■ **Records from a data collection**:
....

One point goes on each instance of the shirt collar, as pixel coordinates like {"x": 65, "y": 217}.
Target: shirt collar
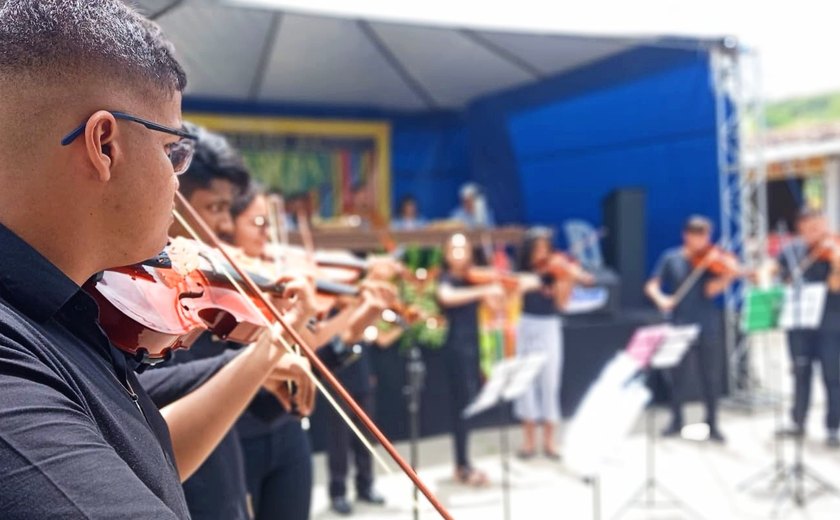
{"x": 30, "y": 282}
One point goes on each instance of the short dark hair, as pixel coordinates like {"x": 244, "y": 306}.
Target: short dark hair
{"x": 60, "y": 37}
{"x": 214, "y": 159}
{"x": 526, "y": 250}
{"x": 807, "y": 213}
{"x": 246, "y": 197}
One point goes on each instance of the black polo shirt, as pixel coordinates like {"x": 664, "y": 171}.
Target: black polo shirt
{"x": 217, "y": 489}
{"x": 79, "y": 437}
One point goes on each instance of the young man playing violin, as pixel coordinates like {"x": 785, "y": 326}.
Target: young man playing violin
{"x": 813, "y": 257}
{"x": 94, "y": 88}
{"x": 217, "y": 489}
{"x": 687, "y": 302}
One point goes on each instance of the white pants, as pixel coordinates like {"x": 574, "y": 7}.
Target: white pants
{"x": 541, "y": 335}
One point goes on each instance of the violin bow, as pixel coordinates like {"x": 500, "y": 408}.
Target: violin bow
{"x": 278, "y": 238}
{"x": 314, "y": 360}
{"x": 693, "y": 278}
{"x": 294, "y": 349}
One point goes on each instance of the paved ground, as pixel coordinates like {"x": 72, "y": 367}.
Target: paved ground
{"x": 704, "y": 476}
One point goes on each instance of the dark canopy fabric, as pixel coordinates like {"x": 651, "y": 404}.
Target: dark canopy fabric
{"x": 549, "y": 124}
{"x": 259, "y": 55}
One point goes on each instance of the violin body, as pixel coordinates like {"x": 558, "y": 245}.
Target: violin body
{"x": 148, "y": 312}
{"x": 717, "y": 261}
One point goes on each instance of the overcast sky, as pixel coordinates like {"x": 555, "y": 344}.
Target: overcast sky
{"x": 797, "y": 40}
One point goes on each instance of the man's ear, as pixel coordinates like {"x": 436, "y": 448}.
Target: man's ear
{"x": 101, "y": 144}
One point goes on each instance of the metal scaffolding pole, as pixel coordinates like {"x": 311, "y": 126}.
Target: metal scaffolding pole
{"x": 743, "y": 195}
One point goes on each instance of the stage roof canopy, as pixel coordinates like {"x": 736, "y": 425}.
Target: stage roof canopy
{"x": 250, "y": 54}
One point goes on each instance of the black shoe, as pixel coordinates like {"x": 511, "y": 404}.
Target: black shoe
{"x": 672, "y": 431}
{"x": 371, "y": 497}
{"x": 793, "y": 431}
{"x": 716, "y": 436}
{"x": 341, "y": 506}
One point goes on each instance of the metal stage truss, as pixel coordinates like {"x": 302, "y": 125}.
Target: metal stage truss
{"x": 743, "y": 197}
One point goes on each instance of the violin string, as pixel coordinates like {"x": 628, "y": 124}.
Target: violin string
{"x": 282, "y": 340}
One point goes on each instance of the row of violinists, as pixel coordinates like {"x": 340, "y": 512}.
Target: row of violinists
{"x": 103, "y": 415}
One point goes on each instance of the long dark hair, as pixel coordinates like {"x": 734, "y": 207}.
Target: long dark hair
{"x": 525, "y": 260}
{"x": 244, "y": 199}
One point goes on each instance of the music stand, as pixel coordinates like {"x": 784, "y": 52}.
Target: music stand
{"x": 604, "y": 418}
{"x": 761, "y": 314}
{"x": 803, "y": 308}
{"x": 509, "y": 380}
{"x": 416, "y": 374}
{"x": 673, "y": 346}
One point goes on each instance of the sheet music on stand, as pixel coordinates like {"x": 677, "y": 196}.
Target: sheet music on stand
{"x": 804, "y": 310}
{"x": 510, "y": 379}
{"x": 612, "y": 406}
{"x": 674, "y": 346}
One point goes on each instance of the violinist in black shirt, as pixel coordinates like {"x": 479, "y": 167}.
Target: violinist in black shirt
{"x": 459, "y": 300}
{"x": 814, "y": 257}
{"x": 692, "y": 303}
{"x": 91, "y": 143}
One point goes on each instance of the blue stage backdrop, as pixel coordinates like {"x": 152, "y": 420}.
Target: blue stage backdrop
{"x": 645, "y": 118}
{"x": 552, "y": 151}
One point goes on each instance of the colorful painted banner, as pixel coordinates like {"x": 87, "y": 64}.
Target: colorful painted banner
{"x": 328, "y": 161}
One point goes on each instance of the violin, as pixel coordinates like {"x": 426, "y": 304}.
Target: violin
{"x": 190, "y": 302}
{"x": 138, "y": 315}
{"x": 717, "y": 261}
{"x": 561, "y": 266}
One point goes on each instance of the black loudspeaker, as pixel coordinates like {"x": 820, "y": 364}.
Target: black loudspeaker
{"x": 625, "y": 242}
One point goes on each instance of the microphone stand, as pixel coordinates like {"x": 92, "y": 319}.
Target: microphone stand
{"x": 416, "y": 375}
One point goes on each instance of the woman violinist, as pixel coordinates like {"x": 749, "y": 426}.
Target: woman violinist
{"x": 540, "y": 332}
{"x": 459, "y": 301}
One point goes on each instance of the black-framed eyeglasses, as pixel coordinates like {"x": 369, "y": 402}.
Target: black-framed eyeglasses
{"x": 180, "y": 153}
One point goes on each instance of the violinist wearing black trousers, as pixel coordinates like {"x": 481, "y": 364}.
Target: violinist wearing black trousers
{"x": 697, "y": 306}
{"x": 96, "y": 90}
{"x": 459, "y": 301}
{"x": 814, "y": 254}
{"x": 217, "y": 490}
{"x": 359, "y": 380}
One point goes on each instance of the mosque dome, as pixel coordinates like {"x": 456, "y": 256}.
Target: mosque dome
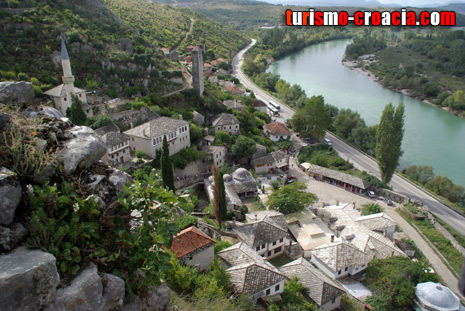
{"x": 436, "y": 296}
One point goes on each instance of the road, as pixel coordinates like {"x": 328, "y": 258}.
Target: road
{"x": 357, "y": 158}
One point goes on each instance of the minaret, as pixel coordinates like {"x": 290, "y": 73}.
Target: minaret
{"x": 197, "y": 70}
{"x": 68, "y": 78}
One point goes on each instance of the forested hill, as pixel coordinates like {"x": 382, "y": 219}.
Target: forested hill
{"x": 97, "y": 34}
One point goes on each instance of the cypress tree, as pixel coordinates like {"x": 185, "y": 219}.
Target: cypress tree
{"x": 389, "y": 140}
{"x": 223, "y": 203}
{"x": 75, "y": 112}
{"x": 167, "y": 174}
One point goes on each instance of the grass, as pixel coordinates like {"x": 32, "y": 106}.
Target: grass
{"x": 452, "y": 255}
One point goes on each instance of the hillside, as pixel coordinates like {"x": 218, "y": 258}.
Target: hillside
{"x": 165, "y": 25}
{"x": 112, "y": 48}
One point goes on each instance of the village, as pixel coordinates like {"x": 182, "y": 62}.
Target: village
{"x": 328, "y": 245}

....

■ **YOUR OBJECTIVE**: Transcribe the records word for word, from the line containing "One point goes on each instance of the grass, as" through the end of the records, including both ends.

■ **RESULT**:
One point goes on each instance of the grass, as pixel coordinates like {"x": 32, "y": 106}.
Target: grass
{"x": 452, "y": 255}
One point goes on each instance of the hillside, as pixel coordinates like {"x": 218, "y": 258}.
Target: hillside
{"x": 165, "y": 25}
{"x": 112, "y": 48}
One point goes on each instance of the village, as pixel coordinates like {"x": 182, "y": 62}.
Target: village
{"x": 328, "y": 245}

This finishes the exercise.